**Task list:**
[A] Translate this sentence from the passage on Buffett's investing principles into Spanish: "Buffett stresses the difference between being a trader and an investor."
[B] Revise the passage on Buffett's investing principles by writing out again the part that opens with the words containing "Diversification is for" and closes with "companies.)", with "beginners" changed to "novices".

**Excerpt to read:**
--- start ---
Avoid cloudy earnings visibility. When it is difficult to accurately
forecast future cash flows, it becomes nearly impossible to calculate
fair value with any degree of precision. Not surprisingly, Buffett shuns
hot IPO's, risky technology companies, rapidly changing industries, and
young firms that have not yet proven they can successfully navigate a
challenging operating cycle.
Diversification is for beginners only. Buffett believes strongly
that intelligent investors should focus on their best investment ideas
and maintain concentrated portfolios. (Not surprisingly, over
three-fourths of Berkshire's assets are tied up in just eight
companies.)
Invest for the long term. With a preferred holding period of
"forever," Buffett clearly is a big practitioner of
buy-and-hold investing.
Don't buy a share, buy a business. Buffett stresses the
difference between being a trader and an investor. Resist the temptation
to track day-to-day price fluctuations. If a company's business
fundamentals are improving, then it will eventually be reflected in the
share price.
As a rule, Buffett places a premium on the importance of experienced and
trustworthy management. He also looks for mature, well-run companies
with high returns on capital and sustainable competitive advantages. In
many cases, his actions go against conventional Wall Street thinking,
but then again, marching along with the herd has never made anyone stand
out from the crowd.
Of course, it goes without saying that while Buffett is always on the
lookout for fundamentally sound companies, he is equally concerned with
valuation. Similar to our mission here at Half-Priced Stocks,
Buffett has made a fortune by finding quality companies that are trading
significantly below the discounted value of their future cash flows.
--- end ---
**Supplied entries:**
--- start ---
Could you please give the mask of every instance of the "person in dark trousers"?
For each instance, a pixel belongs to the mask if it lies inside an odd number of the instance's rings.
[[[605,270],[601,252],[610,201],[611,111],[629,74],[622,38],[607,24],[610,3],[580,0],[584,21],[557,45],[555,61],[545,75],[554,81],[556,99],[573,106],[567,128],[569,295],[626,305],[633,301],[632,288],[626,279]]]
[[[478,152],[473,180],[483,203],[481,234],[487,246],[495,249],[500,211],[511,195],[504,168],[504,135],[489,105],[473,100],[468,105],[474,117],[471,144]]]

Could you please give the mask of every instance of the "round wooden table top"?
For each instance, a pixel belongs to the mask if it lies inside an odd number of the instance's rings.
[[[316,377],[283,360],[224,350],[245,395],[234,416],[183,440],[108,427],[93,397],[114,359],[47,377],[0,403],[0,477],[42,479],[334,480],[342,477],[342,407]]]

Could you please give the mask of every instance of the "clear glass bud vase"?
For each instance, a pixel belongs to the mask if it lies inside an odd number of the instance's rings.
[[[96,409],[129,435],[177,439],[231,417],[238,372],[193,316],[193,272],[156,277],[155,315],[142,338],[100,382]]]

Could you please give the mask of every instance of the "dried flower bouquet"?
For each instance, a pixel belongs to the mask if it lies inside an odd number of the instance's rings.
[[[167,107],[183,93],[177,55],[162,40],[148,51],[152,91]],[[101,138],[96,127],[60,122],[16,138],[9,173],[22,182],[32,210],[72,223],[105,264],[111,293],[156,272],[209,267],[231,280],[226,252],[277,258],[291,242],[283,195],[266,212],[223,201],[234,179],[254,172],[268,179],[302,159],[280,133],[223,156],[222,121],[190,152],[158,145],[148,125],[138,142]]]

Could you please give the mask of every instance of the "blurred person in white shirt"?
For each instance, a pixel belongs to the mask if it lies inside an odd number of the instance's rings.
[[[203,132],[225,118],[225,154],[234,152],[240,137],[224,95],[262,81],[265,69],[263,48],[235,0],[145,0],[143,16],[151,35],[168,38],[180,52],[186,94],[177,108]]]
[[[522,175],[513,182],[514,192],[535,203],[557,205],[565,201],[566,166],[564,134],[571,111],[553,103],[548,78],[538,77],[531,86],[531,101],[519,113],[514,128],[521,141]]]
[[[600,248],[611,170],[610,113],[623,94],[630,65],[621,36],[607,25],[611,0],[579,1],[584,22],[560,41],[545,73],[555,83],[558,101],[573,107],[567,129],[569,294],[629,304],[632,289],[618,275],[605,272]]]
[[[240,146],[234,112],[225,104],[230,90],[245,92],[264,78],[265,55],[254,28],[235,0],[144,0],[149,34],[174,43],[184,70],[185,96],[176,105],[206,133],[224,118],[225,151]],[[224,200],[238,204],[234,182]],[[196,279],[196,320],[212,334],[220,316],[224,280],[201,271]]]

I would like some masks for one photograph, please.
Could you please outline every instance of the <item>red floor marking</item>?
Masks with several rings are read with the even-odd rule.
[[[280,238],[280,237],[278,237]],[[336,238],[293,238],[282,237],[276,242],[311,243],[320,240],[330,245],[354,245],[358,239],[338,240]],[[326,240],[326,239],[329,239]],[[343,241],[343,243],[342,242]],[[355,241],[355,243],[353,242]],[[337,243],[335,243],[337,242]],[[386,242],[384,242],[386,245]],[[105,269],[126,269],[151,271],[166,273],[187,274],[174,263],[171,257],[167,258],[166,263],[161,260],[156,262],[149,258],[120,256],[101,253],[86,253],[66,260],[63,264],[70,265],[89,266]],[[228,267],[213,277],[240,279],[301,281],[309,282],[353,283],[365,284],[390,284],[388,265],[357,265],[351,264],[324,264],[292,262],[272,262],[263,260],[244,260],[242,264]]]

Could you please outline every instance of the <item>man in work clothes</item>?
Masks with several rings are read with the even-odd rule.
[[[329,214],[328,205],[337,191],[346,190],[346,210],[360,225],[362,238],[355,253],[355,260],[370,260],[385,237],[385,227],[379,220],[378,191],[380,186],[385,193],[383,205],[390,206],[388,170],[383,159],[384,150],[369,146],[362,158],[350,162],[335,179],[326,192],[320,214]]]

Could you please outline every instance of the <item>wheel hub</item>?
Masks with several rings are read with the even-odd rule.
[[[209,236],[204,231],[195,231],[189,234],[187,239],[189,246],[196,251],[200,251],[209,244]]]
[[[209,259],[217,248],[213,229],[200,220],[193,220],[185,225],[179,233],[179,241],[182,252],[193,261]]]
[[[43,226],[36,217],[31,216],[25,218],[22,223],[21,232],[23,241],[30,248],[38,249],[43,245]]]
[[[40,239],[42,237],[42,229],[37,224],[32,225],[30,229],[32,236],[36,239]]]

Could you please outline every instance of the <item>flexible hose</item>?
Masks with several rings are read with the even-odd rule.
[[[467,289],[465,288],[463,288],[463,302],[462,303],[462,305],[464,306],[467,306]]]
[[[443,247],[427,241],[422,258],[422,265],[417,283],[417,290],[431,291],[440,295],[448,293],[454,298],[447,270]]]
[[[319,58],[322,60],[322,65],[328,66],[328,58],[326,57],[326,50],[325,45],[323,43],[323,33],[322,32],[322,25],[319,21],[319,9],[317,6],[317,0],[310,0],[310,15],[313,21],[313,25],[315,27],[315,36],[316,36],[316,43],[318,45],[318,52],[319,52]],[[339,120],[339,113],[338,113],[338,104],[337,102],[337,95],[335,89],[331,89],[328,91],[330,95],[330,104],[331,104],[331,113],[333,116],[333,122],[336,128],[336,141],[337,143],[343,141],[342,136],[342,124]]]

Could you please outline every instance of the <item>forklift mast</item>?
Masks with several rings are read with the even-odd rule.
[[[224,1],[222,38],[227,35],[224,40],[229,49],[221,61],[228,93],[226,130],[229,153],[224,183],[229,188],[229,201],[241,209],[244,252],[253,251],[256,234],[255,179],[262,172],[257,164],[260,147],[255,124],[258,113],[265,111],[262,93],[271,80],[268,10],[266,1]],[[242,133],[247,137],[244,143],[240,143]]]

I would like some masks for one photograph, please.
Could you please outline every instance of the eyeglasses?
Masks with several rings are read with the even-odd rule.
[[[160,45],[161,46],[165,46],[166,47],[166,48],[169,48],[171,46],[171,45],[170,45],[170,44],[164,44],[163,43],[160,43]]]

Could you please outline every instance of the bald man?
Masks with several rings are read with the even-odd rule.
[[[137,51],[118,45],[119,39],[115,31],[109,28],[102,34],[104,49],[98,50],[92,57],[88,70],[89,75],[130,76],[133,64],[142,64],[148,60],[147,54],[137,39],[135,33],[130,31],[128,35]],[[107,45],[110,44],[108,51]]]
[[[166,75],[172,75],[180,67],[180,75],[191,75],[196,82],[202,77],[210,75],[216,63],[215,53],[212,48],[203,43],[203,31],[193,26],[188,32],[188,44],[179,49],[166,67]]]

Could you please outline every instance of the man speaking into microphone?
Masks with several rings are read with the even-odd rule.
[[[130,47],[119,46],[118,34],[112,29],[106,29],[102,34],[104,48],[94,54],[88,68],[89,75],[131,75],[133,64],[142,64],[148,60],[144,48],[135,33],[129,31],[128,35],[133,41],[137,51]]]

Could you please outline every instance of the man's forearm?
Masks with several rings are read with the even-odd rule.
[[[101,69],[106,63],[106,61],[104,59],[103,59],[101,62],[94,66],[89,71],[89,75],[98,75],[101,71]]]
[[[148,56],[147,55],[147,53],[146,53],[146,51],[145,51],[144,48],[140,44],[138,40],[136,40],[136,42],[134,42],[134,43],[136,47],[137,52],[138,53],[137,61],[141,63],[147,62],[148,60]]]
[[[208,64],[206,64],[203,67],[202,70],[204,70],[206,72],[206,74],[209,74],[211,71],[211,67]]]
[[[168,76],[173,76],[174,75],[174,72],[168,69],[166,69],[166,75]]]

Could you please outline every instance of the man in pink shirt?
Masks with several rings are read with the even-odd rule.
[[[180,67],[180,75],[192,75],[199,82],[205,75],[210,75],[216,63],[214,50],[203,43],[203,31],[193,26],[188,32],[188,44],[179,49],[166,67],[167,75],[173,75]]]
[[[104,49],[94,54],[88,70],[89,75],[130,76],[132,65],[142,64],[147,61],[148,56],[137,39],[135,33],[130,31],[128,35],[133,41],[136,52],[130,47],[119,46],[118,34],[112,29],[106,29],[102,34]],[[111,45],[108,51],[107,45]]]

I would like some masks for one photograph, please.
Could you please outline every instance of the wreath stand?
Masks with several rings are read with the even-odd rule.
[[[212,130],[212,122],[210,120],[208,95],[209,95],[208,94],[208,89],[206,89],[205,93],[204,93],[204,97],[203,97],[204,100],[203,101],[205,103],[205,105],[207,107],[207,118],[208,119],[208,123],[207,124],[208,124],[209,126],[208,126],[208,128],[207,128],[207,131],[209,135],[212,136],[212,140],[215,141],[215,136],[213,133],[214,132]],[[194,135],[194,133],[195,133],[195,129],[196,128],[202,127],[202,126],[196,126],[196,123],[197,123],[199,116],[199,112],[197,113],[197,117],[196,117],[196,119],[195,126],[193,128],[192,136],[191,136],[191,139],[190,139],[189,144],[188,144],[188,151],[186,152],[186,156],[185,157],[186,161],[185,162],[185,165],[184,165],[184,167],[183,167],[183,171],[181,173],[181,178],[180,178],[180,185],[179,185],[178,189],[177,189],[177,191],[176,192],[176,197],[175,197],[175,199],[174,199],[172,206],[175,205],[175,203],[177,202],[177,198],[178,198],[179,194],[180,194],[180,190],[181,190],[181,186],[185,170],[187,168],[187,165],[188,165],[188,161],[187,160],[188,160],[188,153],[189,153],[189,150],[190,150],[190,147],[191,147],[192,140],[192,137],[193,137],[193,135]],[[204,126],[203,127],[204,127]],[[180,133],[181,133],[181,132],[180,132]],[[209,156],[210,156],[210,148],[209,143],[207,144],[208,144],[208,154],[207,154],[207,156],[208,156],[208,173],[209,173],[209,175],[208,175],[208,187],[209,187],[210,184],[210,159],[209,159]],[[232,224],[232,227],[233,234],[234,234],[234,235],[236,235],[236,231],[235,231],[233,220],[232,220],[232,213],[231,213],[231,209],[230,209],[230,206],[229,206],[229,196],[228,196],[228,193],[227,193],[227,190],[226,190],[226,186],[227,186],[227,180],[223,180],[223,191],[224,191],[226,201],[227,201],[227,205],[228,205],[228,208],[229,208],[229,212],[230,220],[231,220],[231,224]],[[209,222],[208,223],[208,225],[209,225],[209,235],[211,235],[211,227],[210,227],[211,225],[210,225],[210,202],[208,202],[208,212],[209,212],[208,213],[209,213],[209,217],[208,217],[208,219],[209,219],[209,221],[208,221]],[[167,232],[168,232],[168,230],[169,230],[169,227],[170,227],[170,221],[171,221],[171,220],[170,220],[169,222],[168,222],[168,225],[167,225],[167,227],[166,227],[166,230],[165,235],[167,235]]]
--- end ---
**Correct answers:**
[A] Buffett recalca la diferencia entre ser un operador bursátil y un inversor.

[B]
Diversification is for novices only. Buffett believes strongly
that intelligent investors should focus on their best investment ideas
and maintain concentrated portfolios. (Not surprisingly, over
three-fourths of Berkshire's assets are tied up in just eight
companies.)